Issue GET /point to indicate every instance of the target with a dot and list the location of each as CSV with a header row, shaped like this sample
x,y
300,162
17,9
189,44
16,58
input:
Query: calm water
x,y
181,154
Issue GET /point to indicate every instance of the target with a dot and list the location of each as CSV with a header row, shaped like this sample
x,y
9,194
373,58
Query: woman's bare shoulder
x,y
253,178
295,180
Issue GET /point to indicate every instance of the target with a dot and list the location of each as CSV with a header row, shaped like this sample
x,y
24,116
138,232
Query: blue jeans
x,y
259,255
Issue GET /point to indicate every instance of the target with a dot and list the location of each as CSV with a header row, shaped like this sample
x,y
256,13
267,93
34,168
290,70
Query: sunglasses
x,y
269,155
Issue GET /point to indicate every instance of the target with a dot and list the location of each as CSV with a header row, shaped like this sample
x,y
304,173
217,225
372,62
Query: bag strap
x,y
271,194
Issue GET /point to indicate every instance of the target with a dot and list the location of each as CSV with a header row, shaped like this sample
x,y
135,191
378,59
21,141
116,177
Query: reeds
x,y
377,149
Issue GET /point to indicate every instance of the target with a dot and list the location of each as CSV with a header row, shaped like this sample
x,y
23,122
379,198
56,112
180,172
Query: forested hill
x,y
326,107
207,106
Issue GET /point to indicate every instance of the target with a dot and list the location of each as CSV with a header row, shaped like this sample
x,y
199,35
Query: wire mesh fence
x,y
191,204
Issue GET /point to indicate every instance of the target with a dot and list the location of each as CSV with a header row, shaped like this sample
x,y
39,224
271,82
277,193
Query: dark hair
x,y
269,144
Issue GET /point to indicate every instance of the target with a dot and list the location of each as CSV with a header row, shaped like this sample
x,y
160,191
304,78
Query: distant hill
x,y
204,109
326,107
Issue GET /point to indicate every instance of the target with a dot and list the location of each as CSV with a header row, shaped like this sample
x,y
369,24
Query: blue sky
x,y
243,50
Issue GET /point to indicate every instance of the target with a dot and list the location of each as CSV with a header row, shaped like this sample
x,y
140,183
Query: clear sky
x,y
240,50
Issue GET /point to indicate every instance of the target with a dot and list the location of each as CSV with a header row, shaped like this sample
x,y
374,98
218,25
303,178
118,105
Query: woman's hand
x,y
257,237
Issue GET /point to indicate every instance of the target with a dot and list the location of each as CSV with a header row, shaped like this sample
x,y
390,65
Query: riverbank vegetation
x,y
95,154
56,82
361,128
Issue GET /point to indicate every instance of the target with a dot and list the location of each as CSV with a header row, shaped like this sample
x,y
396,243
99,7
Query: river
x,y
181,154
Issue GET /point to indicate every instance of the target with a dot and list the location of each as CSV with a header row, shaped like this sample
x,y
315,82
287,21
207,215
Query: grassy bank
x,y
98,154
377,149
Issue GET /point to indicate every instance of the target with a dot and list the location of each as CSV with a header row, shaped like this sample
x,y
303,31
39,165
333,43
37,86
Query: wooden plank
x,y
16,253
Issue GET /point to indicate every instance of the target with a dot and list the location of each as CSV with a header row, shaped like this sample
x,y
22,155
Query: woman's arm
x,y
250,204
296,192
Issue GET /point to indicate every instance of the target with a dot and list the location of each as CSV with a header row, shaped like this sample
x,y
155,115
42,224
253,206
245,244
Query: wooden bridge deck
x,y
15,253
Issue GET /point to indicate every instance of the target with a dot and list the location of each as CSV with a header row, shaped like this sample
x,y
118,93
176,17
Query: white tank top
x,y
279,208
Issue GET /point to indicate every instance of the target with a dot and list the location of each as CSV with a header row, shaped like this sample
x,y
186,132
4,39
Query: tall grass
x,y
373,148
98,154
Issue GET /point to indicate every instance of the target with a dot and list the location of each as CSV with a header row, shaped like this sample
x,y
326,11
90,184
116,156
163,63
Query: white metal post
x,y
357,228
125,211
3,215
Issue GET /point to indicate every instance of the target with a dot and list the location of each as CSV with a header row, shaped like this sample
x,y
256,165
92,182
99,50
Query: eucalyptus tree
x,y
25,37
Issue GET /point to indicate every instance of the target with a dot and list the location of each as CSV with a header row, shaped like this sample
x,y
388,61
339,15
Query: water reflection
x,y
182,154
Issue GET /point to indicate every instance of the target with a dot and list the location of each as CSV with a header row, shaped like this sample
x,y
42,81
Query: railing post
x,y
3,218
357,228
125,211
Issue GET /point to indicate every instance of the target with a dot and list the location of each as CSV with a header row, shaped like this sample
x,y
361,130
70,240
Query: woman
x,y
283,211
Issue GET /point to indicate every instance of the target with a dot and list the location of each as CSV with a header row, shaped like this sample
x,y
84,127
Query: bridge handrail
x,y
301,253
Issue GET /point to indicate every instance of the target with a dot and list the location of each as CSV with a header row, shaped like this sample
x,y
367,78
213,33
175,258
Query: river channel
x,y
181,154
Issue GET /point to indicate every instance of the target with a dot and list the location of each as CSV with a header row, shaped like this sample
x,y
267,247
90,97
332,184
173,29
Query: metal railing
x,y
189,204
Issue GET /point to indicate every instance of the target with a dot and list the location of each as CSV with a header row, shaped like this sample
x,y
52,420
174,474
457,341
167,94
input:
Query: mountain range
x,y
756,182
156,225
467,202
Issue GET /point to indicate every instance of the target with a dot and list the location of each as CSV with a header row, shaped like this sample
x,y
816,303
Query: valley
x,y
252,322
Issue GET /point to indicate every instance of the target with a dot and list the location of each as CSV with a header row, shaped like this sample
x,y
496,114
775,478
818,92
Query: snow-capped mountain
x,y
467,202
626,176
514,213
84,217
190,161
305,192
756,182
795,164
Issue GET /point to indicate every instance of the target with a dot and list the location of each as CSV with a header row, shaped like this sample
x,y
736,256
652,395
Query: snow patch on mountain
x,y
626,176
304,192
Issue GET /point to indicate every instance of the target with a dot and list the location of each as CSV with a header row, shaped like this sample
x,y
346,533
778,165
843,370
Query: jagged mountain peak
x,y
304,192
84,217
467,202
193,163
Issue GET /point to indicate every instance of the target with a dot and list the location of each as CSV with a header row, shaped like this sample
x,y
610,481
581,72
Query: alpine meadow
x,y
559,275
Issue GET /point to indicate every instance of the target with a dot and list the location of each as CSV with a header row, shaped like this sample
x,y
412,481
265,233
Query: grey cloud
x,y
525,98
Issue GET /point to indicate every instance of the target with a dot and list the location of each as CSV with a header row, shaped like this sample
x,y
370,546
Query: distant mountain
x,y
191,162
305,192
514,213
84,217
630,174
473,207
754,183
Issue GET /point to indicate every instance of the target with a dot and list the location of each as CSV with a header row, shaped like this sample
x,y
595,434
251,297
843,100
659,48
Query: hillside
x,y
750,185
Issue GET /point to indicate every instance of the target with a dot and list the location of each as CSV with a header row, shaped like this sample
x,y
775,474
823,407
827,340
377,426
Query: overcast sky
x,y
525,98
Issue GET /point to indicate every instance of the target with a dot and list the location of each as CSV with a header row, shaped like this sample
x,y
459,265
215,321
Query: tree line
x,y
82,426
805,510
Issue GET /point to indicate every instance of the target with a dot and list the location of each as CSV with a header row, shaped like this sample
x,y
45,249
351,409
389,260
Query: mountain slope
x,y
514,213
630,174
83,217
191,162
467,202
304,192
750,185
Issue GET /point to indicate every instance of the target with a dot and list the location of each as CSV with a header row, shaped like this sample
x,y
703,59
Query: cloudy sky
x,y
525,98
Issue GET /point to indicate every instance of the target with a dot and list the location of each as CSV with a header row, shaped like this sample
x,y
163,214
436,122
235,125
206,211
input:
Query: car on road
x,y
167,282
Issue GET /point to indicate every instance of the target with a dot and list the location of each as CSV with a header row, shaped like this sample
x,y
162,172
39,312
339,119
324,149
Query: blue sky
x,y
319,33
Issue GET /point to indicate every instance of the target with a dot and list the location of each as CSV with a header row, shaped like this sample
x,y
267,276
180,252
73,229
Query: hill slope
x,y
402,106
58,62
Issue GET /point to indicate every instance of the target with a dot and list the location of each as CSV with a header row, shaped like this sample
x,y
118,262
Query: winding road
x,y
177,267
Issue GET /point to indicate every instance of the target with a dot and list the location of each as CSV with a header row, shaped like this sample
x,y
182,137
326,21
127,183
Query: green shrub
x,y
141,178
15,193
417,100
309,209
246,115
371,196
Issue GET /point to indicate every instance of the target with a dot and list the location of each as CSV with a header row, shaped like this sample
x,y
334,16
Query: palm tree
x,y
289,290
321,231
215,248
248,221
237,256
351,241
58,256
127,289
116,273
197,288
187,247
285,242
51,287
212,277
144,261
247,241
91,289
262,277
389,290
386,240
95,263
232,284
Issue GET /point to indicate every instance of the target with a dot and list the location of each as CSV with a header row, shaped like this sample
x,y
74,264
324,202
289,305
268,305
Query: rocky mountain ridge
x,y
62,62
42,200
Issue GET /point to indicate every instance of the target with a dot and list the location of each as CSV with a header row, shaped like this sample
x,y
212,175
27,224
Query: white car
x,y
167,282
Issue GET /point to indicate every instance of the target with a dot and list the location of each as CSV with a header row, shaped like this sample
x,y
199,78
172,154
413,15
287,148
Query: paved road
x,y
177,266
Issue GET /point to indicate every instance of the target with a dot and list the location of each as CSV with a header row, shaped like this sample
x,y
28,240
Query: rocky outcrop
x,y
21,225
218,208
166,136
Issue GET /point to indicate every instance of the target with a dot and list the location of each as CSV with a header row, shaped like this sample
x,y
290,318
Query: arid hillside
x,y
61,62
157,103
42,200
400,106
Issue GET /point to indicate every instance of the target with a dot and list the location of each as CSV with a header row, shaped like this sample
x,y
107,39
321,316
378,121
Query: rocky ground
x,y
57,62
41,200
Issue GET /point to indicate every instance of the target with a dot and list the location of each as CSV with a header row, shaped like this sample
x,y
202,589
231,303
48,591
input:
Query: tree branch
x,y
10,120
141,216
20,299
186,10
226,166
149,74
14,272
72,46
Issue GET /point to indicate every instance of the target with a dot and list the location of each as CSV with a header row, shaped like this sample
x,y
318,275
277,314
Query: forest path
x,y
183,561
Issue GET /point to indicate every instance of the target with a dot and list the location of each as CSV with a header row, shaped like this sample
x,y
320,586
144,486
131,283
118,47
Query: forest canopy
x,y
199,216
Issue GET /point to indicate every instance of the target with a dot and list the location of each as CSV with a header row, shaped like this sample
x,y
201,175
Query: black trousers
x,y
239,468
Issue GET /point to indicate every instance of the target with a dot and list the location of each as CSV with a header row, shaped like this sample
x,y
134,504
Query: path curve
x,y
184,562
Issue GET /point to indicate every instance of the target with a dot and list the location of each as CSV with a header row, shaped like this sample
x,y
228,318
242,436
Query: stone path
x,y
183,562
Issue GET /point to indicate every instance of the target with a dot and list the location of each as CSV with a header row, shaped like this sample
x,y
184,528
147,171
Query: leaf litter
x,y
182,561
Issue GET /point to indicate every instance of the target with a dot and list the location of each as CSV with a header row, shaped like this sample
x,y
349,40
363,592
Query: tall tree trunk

= = = = =

Exercise directions>
Please find every line in the items above that contains the word "snow" and copy each of those lines out in full.

Result of this task>
Query: snow-capped mountain
Query: snow patch on mountain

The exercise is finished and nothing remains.